(SOURCE PASSAGE begins)
The other anatomical aspect of airway shape affecting resistance to airflow is airway length, with resistance proportional to length in Poiseuille’s Law [25]. Previously, we have shown airway length decrease to be related to AHI reduction in men following medical weight loss [11]. Increased airway length has been implicated as a predominant characteristic explaining greater male predisposition to OSA [26]. Increased lung volume as a result of abdominal fat loss likely plays a large role in the improvement of OSA following weight loss [9]. Increasing lung volume increases pharyngeal cross-sectional area and deceases pharyngeal collapse [27, 28]. Presumably caudal traction on upper airway structures somehow results in a widening of cross-sectional area and reduction in total upper airway length [9]. We did also investigate a measure of airway length in the distance between the first and last image slice in each airway region but did not find a change in airway length following weight loss from image analysis in this sample (online supplement Table S2) with the only notable airway shape change being velopharyngeal volume and cross-sectional area. The relative importance of different mechanisms leading to OSA improvement following weight loss may also vary by sex or depending on individual OSA pathophysiology. To fully understand weight loss mechanisms of OSA improvement, a combination of multiple anatomical changes as well as functional effects need to be assessed concurrently. These data produced in the current study will aid in powering larger studies to look at anatomical effects of weight loss on the upper airway.

To the best of our knowledge, this is the first study to quantify intra-tissue fat in multiple upper airway soft tissue structures (soft palate, upper and lower tongue, and pharyngeal lateral walls) following surgical weight loss. We show reduction in intra-tissue fat in all of these tissues. This shows the feasibility of exploring the contribution of areas of adiposity to airway collapse and strong reproducibility of these measurements in weight loss images.

However, there are some important limitations. The sample size for this exploratory study was modest but was nevertheless able to detect significant changes as a result of the large effects associated with major weight loss. All participants achieved large weight loss through bariatric surgery; therefore, we have a relatively narrow range of weight loss which may additionally affect our ability to detect relationships with other variables over a larger spread of weight loss amounts. The bariatric surgery recruitment in our study resulted in a predominantly female sample. There are noted differences in fat distribution between men and women in OSA [29], and the findings may differ in a male sample. The current sample is not sufficient to allow stratification to look at weight loss effects on upper airway fat in relation to sex or menopausal status in women. Larger studies would be needed to understand any role of these factors in the effect of weight loss on upper airway fat distribution and corresponding effects on OSA severity. This study has the limitations of all awake imaging studies in that airway structure changes with sleep onset, and therefore direct relationship to sleep parameters is reduced. However, sleep state should not affect the fat content within upper airway tissues. Although head position was standardised for the scan, the weight loss reduced neck fat which may result in differences in neck position relative to head position between scans performed on separate occasions which could affect airway space measurements. Upper airway anatomical changes are just one mechanism which may improve OSA following weight loss intervention, and we did not assess changes in lung volume or neurohumoral effects on respiratory drive as other potential contributing mechanisms [9]. Future studies assessing different mechanisms concurrently and the functional effects of upper airway anatomical changes are warranted.

Conclusion

Weight loss resulting from bariatric surgery increases upper airway space in the velopharynx and reduces soft tissue volumes and intra-tissue fat content with a large effect size. This is the first assessment of intra-tissue fat in multiple soft tissues around the airway (tongue, soft palate, pharyngeal lateral walls).
(SOURCE PASSAGE ends)
# REQUIRED ACTION:
Translate this sentence from the passage on weight loss and the upper airway into Spanish: "However, sleep state should not affect the fat content within upper airway tissues." The records are separate material, apart from the passage on weight loss and the upper airway.
(SUPPLIED DATA begins)
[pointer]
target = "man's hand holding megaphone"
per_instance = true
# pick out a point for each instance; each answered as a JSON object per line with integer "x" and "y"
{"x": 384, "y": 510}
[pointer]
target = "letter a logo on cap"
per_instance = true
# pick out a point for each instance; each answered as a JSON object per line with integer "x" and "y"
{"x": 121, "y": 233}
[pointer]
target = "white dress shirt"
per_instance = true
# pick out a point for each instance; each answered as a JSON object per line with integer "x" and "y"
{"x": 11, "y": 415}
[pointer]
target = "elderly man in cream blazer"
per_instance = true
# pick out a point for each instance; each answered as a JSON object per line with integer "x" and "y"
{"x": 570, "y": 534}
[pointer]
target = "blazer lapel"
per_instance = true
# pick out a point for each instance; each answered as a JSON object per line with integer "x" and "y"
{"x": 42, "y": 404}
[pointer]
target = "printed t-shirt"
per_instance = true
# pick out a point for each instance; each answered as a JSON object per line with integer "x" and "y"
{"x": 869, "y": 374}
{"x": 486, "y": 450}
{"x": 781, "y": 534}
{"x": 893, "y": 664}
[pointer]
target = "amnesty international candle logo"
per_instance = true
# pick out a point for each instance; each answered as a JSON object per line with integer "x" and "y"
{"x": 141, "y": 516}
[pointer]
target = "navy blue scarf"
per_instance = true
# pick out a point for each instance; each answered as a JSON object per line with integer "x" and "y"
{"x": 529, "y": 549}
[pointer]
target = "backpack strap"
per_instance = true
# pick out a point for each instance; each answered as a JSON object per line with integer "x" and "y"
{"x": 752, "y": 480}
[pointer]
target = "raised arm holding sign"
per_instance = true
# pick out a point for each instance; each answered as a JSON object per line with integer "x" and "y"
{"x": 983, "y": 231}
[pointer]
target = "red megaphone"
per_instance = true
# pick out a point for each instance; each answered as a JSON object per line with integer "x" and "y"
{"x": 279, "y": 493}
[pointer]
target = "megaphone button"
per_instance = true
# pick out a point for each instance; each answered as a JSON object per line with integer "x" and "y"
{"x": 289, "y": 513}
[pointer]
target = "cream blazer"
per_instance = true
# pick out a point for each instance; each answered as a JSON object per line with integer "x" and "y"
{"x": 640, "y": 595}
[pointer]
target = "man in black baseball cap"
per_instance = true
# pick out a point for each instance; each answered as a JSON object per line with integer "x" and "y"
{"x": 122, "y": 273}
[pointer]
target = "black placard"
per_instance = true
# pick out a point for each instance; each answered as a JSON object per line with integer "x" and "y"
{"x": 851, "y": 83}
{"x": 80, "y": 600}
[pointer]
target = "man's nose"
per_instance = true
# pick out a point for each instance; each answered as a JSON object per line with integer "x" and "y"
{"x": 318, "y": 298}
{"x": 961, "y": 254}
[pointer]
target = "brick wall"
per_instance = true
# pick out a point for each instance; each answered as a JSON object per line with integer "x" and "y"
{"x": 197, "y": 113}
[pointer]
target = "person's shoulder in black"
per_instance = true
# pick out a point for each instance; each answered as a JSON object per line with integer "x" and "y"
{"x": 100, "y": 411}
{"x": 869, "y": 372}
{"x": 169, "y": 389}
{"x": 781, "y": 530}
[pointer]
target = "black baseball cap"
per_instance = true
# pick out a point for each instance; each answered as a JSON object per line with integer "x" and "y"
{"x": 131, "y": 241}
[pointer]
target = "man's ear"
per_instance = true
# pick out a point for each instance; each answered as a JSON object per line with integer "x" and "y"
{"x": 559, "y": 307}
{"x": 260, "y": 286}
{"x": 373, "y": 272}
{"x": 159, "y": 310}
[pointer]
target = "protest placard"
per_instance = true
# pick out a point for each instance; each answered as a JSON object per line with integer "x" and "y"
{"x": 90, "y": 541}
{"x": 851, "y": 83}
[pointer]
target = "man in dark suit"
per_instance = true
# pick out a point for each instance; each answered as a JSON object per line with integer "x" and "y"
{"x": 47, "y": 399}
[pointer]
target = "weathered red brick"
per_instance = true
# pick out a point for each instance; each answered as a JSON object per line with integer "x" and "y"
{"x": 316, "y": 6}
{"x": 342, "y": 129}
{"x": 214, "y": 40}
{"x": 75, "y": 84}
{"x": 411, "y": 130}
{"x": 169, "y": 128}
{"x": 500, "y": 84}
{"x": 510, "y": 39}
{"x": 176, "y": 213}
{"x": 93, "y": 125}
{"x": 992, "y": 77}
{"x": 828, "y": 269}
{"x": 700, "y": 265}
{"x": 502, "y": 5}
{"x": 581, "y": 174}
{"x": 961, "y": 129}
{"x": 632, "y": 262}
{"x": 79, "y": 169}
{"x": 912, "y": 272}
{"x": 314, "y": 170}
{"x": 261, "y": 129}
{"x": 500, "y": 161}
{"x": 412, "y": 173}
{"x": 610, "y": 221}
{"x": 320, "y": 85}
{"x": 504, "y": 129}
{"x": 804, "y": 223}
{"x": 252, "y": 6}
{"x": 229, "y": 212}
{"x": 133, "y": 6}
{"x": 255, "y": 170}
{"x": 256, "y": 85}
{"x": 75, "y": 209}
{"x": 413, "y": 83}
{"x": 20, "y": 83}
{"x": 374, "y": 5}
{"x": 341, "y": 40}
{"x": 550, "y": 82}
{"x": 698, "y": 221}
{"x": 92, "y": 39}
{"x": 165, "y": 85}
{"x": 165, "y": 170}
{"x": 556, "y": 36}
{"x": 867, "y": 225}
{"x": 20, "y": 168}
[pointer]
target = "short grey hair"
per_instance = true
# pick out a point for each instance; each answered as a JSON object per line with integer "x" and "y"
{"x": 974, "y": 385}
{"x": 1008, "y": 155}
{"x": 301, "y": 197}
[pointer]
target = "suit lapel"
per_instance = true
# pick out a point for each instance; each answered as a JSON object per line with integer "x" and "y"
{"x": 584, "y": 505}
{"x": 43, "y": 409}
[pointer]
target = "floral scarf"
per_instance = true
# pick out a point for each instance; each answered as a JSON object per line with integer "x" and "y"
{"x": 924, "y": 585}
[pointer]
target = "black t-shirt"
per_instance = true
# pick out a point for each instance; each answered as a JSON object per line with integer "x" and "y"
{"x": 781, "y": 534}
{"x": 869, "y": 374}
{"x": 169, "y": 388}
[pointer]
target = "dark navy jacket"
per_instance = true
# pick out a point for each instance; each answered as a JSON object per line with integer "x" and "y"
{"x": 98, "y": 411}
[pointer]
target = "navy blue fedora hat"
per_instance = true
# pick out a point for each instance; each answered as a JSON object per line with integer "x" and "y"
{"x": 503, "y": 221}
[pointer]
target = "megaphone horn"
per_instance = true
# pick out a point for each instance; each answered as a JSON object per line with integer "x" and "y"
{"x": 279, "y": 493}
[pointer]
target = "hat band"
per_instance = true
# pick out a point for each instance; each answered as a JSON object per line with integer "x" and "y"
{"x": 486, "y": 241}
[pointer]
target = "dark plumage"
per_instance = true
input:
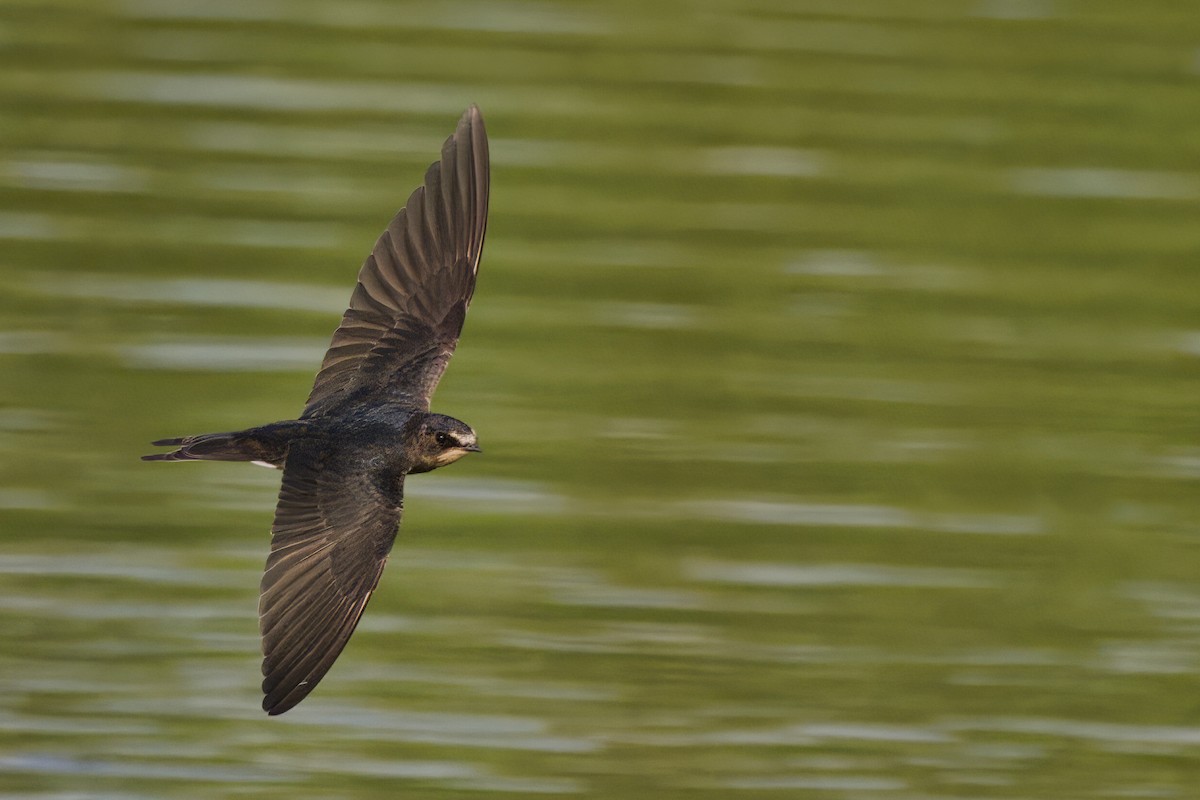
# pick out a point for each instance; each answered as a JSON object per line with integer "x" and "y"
{"x": 366, "y": 423}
(SUPPLIED DATA ends)
# RESPONSE:
Sin embargo, el estado de sueño no debería afectar el contenido de grasa dentro de los tejidos de las vías respiratorias superiores.